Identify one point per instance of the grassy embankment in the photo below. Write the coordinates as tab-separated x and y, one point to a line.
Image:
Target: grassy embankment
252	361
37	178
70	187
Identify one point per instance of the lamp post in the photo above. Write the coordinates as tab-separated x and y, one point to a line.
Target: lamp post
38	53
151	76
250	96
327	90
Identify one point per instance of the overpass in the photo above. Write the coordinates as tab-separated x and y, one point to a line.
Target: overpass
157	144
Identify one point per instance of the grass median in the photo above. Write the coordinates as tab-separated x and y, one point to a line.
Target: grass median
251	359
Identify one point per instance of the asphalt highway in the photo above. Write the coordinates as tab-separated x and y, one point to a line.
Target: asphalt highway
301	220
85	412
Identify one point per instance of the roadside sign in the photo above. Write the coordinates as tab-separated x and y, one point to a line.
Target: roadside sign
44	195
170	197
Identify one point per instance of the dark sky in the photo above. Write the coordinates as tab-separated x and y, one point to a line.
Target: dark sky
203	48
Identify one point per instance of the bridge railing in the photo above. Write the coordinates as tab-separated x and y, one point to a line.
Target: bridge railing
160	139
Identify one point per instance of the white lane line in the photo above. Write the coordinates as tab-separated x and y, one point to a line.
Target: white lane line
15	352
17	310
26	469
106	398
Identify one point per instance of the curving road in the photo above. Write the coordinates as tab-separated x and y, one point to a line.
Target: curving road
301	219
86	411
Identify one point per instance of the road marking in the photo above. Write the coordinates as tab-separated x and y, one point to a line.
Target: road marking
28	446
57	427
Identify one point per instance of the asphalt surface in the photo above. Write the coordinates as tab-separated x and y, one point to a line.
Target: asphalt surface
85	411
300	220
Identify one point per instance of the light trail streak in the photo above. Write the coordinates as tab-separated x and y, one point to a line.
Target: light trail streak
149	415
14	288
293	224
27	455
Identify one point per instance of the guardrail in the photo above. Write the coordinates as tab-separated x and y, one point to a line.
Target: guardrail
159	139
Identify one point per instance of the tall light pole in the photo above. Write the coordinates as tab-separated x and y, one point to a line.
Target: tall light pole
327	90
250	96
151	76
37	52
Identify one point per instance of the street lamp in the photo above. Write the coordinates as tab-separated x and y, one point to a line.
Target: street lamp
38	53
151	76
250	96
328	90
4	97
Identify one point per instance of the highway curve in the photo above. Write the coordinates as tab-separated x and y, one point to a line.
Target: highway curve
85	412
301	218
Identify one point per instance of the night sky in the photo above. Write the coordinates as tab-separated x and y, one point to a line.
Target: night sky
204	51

Problem details —
Please scale the data starting with the line with "Identify one point per instance of the guardrail" and going on through the end of the data, both ends included. Write out every one of those lines in full, but multiply each coordinate in the answers by 0.2 and round it to a whole number, with halves going up.

Answer to this problem —
Identify one point per instance of the guardrail in the photo above. Write the coordinates as tab-separated x and y, one point to a line.
Target: guardrail
32	28
Identify one point per instance of the tall light pole in the photo above. Write the coordinates as tab-separated x and y, one point to a line.
Target: tall light pole
65	18
50	19
30	15
7	10
Identify one point per instance of the street lamp in the photo above. Write the coordinates as tab-separated x and y, one point to a line.
Target: street lamp
8	11
30	15
50	19
66	18
1	19
Identify one point per instance of the highway curve in the photo above. Write the coordinates as tab-separated x and y, one point to a line.
Target: highway curve
17	82
60	44
Identify one point per instance of the night sky in the photo above. Write the coordinates as tab-separated x and y, one point to a line.
Target: night sky
41	10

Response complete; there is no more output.